§ Exercise objective
Count the lines in the items below that contain the word "concrete". Reply with the number only.
begin
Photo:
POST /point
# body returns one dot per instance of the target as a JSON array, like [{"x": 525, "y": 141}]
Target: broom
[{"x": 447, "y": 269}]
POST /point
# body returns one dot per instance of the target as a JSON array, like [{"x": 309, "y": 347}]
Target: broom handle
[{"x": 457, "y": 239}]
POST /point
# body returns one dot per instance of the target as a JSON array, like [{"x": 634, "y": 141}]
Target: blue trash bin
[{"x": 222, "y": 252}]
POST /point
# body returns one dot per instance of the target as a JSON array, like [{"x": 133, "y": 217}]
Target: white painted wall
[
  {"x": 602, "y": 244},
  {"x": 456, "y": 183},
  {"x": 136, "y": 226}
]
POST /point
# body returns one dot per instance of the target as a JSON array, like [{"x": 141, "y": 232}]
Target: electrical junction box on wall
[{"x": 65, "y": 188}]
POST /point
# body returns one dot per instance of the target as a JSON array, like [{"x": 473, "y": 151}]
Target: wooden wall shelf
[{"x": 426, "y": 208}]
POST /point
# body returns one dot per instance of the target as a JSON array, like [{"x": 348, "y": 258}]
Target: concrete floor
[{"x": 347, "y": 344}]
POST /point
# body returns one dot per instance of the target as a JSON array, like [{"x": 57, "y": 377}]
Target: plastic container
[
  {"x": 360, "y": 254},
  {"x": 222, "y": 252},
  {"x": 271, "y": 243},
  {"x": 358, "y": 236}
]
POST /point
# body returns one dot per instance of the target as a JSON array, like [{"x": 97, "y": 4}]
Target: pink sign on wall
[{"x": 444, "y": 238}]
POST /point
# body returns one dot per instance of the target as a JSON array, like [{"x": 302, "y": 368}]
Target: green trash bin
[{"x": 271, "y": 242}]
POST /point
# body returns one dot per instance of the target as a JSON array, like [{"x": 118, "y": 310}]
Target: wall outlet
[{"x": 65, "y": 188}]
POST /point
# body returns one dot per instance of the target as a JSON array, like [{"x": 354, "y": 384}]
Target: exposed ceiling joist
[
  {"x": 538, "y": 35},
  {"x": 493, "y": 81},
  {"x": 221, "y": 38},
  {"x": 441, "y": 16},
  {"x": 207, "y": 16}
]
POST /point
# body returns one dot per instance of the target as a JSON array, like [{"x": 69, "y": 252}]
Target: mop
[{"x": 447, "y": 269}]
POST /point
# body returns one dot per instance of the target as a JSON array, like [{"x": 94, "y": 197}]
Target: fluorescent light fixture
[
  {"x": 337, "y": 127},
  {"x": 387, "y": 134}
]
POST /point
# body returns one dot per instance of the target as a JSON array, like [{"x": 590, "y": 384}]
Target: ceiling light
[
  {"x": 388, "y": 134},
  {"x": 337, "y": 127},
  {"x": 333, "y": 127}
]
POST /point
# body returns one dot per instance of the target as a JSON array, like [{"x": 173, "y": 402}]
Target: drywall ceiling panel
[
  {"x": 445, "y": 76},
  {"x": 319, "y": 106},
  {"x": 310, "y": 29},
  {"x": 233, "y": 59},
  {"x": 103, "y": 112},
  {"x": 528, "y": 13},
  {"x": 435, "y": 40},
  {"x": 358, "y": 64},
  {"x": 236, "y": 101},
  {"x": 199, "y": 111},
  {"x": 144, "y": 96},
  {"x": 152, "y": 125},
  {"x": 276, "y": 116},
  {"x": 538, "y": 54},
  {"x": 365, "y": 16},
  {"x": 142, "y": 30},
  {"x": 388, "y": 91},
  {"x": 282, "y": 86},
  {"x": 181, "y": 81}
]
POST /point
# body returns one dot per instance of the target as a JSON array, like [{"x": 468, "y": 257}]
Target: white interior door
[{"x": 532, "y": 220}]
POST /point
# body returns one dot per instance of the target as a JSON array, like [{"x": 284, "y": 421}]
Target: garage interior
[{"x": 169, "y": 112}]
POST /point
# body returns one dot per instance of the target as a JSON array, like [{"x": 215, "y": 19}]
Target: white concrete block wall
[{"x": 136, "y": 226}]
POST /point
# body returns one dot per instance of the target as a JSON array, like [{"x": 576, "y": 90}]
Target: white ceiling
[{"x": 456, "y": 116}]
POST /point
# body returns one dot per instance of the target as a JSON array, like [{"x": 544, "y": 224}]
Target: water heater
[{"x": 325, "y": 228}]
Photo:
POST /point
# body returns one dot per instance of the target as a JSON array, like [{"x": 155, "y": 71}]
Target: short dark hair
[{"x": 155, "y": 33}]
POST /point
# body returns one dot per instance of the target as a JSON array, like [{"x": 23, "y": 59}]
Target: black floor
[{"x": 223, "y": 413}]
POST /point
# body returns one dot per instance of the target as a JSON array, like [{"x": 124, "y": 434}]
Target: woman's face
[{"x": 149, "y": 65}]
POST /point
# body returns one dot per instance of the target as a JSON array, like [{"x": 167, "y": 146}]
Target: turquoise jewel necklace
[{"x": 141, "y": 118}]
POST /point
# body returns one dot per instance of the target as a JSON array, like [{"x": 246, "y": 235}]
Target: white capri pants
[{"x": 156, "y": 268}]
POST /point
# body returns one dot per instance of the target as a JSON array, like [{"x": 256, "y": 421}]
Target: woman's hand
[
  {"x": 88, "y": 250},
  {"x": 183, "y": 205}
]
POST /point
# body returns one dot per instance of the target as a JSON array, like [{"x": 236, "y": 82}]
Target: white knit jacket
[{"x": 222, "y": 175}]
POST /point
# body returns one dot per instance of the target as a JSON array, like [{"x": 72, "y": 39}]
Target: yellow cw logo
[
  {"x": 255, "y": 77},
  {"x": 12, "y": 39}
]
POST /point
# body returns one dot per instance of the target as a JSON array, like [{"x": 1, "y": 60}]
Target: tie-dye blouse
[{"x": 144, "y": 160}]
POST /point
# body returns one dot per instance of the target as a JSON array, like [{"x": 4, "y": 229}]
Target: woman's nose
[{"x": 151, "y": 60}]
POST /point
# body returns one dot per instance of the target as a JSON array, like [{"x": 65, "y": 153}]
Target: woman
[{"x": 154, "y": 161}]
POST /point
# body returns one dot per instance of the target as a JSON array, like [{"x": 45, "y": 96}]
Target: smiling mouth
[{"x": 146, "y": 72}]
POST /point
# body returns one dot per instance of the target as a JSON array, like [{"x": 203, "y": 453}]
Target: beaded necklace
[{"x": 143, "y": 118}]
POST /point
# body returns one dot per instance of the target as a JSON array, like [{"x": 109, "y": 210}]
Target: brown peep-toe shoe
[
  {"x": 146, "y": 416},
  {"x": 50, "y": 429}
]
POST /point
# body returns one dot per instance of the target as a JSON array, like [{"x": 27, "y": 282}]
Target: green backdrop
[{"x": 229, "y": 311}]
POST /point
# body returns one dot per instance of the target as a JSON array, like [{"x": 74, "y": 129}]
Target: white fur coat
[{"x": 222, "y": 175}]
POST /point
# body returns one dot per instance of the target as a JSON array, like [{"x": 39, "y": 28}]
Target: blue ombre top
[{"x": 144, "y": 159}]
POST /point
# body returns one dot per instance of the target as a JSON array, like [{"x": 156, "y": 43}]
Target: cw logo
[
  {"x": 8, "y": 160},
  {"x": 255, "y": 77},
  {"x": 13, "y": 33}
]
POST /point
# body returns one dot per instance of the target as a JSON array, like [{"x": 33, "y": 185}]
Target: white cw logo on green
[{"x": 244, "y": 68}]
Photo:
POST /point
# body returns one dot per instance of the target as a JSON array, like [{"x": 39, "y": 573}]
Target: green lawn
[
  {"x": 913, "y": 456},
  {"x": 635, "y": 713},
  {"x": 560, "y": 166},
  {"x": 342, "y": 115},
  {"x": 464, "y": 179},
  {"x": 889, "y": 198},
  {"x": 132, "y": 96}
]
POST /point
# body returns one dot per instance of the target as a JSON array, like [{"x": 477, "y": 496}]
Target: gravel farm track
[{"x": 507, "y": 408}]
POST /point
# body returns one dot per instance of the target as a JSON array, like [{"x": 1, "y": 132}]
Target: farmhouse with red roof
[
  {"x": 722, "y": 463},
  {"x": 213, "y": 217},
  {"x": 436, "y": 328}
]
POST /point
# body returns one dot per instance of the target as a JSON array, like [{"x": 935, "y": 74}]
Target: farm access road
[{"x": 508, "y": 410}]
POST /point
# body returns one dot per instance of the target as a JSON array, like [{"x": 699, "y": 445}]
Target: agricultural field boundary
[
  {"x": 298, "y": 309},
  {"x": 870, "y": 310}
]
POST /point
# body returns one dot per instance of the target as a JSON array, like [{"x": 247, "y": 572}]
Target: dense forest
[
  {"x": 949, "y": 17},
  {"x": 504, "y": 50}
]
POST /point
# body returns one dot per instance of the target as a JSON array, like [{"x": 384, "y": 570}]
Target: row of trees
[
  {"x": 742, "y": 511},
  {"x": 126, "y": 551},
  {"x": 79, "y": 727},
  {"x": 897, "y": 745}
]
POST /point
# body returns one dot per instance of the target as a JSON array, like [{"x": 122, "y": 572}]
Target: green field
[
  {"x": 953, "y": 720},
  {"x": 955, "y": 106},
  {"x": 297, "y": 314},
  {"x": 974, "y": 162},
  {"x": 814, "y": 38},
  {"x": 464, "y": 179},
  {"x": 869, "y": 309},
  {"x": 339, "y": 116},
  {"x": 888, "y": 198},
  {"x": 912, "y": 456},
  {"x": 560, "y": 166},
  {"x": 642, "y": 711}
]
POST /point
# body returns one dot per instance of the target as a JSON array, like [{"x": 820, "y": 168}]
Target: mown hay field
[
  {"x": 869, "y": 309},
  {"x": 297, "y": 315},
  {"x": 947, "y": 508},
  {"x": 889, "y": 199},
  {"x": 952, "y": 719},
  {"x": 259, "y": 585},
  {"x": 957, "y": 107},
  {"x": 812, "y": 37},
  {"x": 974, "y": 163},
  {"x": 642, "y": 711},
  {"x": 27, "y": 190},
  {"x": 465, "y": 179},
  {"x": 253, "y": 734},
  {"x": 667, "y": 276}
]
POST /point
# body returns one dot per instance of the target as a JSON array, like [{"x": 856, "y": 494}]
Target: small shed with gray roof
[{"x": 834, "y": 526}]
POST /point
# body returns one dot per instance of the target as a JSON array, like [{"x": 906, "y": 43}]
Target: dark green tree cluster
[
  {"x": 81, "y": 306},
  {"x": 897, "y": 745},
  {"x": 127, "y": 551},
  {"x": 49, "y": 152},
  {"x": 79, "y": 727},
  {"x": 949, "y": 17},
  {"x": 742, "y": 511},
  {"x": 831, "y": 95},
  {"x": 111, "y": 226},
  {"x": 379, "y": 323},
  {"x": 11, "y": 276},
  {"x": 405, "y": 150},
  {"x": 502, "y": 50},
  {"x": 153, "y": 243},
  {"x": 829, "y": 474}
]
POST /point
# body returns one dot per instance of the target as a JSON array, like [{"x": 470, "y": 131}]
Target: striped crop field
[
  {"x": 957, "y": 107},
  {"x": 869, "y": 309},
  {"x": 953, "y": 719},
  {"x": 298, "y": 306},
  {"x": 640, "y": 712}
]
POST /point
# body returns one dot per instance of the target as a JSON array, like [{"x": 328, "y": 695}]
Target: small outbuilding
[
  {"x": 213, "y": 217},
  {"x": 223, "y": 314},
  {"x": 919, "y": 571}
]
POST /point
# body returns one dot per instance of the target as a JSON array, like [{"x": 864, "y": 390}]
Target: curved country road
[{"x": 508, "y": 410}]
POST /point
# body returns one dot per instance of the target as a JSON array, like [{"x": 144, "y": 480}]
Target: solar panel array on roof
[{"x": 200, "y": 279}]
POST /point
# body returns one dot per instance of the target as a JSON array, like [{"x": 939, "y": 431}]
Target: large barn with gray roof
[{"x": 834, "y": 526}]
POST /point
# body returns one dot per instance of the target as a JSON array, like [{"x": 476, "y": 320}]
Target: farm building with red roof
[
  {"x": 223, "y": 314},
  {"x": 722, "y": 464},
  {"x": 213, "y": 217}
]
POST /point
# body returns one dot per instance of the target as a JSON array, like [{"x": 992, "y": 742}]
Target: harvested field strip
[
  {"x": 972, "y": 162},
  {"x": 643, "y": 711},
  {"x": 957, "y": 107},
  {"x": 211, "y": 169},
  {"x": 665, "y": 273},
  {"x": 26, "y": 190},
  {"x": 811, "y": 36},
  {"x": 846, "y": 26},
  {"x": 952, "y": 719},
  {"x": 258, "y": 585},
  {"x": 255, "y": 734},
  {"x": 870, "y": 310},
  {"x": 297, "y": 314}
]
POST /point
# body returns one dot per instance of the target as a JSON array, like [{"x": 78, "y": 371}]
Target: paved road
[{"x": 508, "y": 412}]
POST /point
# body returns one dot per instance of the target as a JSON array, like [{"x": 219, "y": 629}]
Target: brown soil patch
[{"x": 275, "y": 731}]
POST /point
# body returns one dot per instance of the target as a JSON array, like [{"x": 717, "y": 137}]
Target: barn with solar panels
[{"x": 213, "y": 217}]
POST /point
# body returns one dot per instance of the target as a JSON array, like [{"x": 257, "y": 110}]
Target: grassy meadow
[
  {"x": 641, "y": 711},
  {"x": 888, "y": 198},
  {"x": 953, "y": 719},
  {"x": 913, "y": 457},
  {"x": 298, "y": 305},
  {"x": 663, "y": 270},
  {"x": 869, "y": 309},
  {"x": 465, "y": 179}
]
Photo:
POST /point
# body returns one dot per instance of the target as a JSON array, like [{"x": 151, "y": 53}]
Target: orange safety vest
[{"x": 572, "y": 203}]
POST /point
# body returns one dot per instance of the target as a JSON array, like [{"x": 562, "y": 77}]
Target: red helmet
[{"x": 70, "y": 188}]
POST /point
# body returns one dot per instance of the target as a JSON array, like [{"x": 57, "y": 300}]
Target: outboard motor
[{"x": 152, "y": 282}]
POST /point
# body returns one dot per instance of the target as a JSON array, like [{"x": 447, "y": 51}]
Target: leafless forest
end
§ Reply
2